Given problem:
Rewrite every one of the items below, putting "example output" wherever "sample output" occurs and leaving all other text unchanged.

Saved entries
▼
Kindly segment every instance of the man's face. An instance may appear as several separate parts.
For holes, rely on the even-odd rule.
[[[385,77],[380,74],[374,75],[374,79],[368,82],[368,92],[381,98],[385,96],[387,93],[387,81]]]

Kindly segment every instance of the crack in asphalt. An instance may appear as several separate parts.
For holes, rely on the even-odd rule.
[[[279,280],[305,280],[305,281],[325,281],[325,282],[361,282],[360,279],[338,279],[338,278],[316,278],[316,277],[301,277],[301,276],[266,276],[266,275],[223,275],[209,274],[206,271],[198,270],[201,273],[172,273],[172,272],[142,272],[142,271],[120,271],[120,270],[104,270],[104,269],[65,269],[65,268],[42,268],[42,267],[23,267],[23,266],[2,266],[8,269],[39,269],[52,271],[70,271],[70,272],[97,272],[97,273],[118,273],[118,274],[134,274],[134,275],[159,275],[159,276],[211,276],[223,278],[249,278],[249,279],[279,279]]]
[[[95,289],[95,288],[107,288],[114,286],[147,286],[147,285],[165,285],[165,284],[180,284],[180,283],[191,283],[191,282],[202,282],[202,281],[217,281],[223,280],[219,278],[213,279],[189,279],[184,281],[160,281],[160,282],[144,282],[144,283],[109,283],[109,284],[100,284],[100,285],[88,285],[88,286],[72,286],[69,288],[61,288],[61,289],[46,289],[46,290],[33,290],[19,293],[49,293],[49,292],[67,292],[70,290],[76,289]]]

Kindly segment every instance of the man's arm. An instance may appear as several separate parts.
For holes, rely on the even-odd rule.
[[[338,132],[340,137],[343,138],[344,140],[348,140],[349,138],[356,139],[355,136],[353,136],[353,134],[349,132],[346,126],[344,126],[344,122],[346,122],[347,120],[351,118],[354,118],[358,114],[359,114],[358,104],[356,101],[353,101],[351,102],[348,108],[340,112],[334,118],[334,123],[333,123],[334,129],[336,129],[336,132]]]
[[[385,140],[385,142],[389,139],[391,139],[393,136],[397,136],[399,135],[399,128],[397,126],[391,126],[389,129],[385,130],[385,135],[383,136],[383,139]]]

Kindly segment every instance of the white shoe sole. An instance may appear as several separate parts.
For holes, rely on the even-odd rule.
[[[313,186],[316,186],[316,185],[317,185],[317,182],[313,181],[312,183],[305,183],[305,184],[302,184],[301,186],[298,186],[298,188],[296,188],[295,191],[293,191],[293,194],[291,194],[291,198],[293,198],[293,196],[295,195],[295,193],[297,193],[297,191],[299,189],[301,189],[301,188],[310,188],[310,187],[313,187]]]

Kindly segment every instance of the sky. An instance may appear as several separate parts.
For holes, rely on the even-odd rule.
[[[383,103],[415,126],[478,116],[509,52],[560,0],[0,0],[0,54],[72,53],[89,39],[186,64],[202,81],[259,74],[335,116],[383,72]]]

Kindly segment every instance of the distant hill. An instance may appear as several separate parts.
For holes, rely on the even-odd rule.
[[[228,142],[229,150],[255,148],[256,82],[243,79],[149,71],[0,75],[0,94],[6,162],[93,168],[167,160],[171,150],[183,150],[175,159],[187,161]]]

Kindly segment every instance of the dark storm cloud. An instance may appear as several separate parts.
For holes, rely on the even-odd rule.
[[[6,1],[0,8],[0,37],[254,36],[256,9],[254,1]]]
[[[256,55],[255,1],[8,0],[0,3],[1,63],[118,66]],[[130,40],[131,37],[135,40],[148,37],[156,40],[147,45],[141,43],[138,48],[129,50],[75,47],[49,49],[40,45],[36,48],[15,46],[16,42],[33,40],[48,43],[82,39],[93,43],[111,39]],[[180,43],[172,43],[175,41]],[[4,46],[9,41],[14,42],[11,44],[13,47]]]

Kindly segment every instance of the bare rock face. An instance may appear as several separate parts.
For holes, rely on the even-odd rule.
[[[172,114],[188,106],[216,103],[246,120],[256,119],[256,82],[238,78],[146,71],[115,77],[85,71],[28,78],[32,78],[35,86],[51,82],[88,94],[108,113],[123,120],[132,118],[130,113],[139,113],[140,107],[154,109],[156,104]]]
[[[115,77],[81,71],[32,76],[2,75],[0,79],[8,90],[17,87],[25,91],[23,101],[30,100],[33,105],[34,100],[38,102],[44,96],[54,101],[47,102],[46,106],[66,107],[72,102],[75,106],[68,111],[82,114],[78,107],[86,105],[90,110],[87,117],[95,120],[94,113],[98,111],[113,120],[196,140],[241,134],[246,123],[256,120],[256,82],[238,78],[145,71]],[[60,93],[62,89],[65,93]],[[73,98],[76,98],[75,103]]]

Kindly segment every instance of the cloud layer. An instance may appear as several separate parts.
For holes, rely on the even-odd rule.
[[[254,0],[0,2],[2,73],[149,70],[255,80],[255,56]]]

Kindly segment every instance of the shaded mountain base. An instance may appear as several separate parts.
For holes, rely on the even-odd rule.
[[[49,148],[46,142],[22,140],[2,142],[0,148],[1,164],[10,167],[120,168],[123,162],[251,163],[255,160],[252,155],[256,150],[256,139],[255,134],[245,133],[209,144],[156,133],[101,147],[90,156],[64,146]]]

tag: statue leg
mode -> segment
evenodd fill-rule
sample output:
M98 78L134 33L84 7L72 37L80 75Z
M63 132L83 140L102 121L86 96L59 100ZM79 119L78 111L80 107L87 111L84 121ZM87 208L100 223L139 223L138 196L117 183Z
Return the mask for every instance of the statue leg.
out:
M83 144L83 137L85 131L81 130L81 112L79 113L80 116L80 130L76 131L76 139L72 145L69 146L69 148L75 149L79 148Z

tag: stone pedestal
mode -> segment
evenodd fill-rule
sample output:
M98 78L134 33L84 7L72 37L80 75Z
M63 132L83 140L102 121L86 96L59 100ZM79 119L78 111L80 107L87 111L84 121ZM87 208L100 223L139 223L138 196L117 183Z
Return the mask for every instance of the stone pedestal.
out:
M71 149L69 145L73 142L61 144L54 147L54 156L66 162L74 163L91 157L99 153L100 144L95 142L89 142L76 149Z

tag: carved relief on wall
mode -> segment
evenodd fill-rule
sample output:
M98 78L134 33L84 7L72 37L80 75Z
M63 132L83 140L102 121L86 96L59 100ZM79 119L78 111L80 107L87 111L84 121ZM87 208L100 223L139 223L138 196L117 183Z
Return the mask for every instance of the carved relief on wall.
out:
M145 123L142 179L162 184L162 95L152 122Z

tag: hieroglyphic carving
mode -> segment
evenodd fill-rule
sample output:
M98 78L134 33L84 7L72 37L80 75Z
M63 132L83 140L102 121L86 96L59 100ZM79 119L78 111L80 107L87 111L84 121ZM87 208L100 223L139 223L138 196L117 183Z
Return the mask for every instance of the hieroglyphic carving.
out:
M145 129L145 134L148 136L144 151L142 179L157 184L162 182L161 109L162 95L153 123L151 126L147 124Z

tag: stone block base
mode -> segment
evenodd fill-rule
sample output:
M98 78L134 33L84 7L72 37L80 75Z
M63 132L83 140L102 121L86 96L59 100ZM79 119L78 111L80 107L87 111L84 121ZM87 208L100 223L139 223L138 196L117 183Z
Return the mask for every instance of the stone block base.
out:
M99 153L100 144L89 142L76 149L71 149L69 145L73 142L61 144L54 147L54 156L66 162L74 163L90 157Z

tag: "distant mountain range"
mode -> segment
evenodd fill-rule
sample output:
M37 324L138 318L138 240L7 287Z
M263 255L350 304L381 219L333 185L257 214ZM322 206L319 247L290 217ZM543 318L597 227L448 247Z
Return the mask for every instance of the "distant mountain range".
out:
▲
Response to this exercise:
Kindly segment every instance of the man's face. An instance may appear as several separate parts.
For holes, rely on the even-odd rule.
[[[385,77],[380,74],[374,75],[374,79],[368,82],[368,92],[381,98],[385,96],[387,93],[387,81]]]

Kindly segment every instance of the crack in asphalt. An instance may appear as several separate parts.
For holes, rely on the even-odd rule.
[[[279,280],[305,280],[305,281],[325,281],[325,282],[361,282],[360,279],[338,279],[338,278],[316,278],[316,277],[301,277],[301,276],[266,276],[266,275],[223,275],[209,274],[206,271],[198,270],[201,273],[172,273],[172,272],[142,272],[142,271],[120,271],[120,270],[104,270],[104,269],[65,269],[65,268],[42,268],[42,267],[23,267],[23,266],[2,266],[8,269],[39,269],[52,271],[70,271],[70,272],[97,272],[97,273],[118,273],[118,274],[134,274],[134,275],[159,275],[159,276],[211,276],[223,278],[249,278],[249,279],[279,279]]]
[[[95,289],[95,288],[107,288],[114,286],[147,286],[147,285],[165,285],[165,284],[180,284],[180,283],[191,283],[191,282],[202,282],[202,281],[217,281],[223,280],[219,278],[213,279],[189,279],[184,281],[160,281],[160,282],[144,282],[144,283],[109,283],[109,284],[100,284],[100,285],[88,285],[88,286],[72,286],[69,288],[61,288],[61,289],[46,289],[46,290],[33,290],[19,293],[49,293],[49,292],[67,292],[70,290],[76,289]]]

Kindly segment every instance of the man's arm. An instance may appear as several separate parts.
For holes, rely on the even-odd rule.
[[[338,132],[340,137],[343,138],[344,140],[348,140],[349,138],[356,139],[355,136],[353,136],[353,134],[349,132],[346,126],[344,126],[344,122],[346,122],[347,120],[351,118],[354,118],[358,114],[359,114],[358,104],[356,101],[353,101],[351,102],[348,108],[340,112],[334,118],[334,123],[333,123],[334,129],[336,129],[336,132]]]
[[[385,140],[385,142],[389,139],[391,139],[393,136],[397,136],[399,135],[399,128],[397,126],[391,126],[389,129],[385,130],[385,135],[383,136],[383,139]]]

Kindly segment every instance of the white shoe sole. An instance may appear as several separate parts.
For holes, rely on the even-odd rule.
[[[313,186],[316,186],[316,185],[317,185],[317,182],[313,181],[312,183],[305,183],[305,184],[302,184],[301,186],[298,186],[298,188],[296,188],[295,191],[293,191],[293,194],[291,194],[291,198],[293,198],[293,196],[295,195],[295,193],[297,193],[297,191],[299,189],[301,189],[301,188],[310,188],[310,187],[313,187]]]

Kindly segment every instance of the sky. An instance may appear as several separate parts.
For holes, rely on the even-odd rule.
[[[383,103],[415,126],[478,116],[509,52],[560,0],[0,0],[0,54],[72,53],[89,39],[186,64],[202,81],[259,74],[335,116],[383,72]]]

Kindly segment every instance of the distant hill. An instance may appear as several separate parts.
For holes, rely on the even-odd rule.
[[[228,142],[229,150],[255,148],[256,82],[243,79],[149,71],[0,75],[0,94],[6,162],[93,168],[167,160],[171,150],[183,150],[175,159],[187,161]]]

Kindly segment every instance of the dark storm cloud. An instance may appear as several separate parts.
For holes, rely on the even-odd rule.
[[[6,1],[0,8],[0,37],[254,36],[256,9],[254,1]]]
[[[256,55],[255,1],[8,0],[0,3],[1,63],[118,66]],[[130,40],[131,37],[135,40],[148,37],[156,40],[147,45],[141,43],[138,48],[129,50],[75,47],[49,49],[40,45],[36,48],[15,46],[16,42],[33,40],[48,43],[82,39],[93,43],[111,39]],[[180,43],[172,43],[175,41]],[[4,46],[9,41],[14,42],[11,44],[13,47]]]

Kindly segment every instance of the bare rock face. An instance may appear as several separate parts.
For holes, rely on the even-odd rule.
[[[172,114],[188,106],[216,103],[246,120],[256,119],[256,82],[238,78],[146,71],[115,77],[85,71],[28,78],[32,78],[35,86],[51,82],[88,94],[108,113],[123,120],[132,118],[130,113],[139,113],[140,107],[154,109],[156,104]]]
[[[115,77],[81,71],[32,76],[2,75],[0,79],[8,90],[17,87],[25,91],[23,101],[30,100],[33,105],[34,100],[38,102],[44,96],[54,101],[47,102],[46,106],[66,107],[72,102],[75,106],[68,111],[82,114],[78,107],[86,105],[90,110],[87,117],[95,120],[94,113],[98,111],[113,120],[196,140],[241,134],[246,123],[256,120],[256,82],[238,78],[145,71]],[[60,93],[62,89],[65,93]],[[73,98],[76,98],[75,103]]]

Kindly segment every instance of the cloud layer. An instance may appear as several separate parts.
For holes, rely on the even-odd rule.
[[[254,0],[0,2],[2,73],[149,70],[255,80],[255,56]]]

Kindly segment every instance of the shaded mountain base. An instance may appear as several separate parts.
For holes, rely on the even-odd rule.
[[[49,148],[46,142],[22,140],[2,142],[0,148],[1,164],[10,167],[120,168],[123,162],[251,163],[255,160],[252,155],[256,150],[256,139],[255,134],[245,133],[209,144],[156,133],[101,147],[90,156],[64,146]]]

tag: statue leg
mode -> segment
evenodd fill-rule
example output:
M98 78L134 33L84 7L72 37L80 75Z
M63 132L83 140L102 121L86 96L59 100ZM79 119L78 111L80 107L87 111L84 121ZM87 208L100 223L139 223L138 196L117 183Z
Return the mask for every instance of the statue leg.
out:
M83 144L83 137L85 131L81 130L81 112L79 113L80 116L80 130L76 131L76 139L72 145L69 146L69 148L75 149L79 148Z

tag: stone pedestal
mode -> segment
evenodd fill-rule
example output:
M98 78L134 33L84 7L72 37L80 75Z
M63 132L83 140L102 121L86 96L59 100ZM79 119L78 111L80 107L87 111L84 121ZM87 208L100 223L139 223L138 196L117 183Z
Return the mask for every instance of the stone pedestal.
out:
M71 149L69 145L73 142L61 144L54 147L54 156L66 162L74 163L91 157L99 153L100 144L95 142L89 142L76 149Z

tag: carved relief on wall
mode -> segment
evenodd fill-rule
example output:
M98 78L134 33L84 7L72 37L80 75Z
M63 132L83 140L102 121L86 96L59 100ZM79 119L78 111L80 107L87 111L84 121ZM87 208L100 223L139 223L138 196L117 183Z
Return the mask for every instance of the carved relief on wall.
out:
M145 123L142 179L162 184L162 95L152 122Z

tag: hieroglyphic carving
mode -> segment
evenodd fill-rule
example output:
M98 78L134 33L84 7L72 37L80 75Z
M63 132L83 140L102 121L86 96L59 100ZM79 119L78 111L80 107L87 111L84 121ZM87 208L100 223L139 223L138 196L117 183Z
Return the mask for every instance of the hieroglyphic carving.
out:
M145 129L145 134L148 136L144 151L142 179L157 184L162 182L161 109L162 95L153 123L151 126L147 124Z

tag: stone block base
mode -> segment
evenodd fill-rule
example output:
M98 78L134 33L84 7L72 37L80 75Z
M63 132L83 140L102 121L86 96L59 100ZM79 119L78 111L80 107L87 111L84 121ZM87 208L100 223L139 223L138 196L117 183Z
Return the mask for every instance of the stone block base.
out:
M99 153L100 144L89 142L76 149L71 149L69 145L73 142L61 144L54 147L54 156L66 162L74 163L90 157Z

tag: "distant mountain range"
mode -> segment
evenodd fill-rule
example output:
M37 324L138 318L138 240L7 287Z
M263 255L350 304L381 219L333 185L257 214ZM322 206L319 247L290 217ZM543 318L597 227L448 247Z
Return the mask for every instance of the "distant mountain range".
out:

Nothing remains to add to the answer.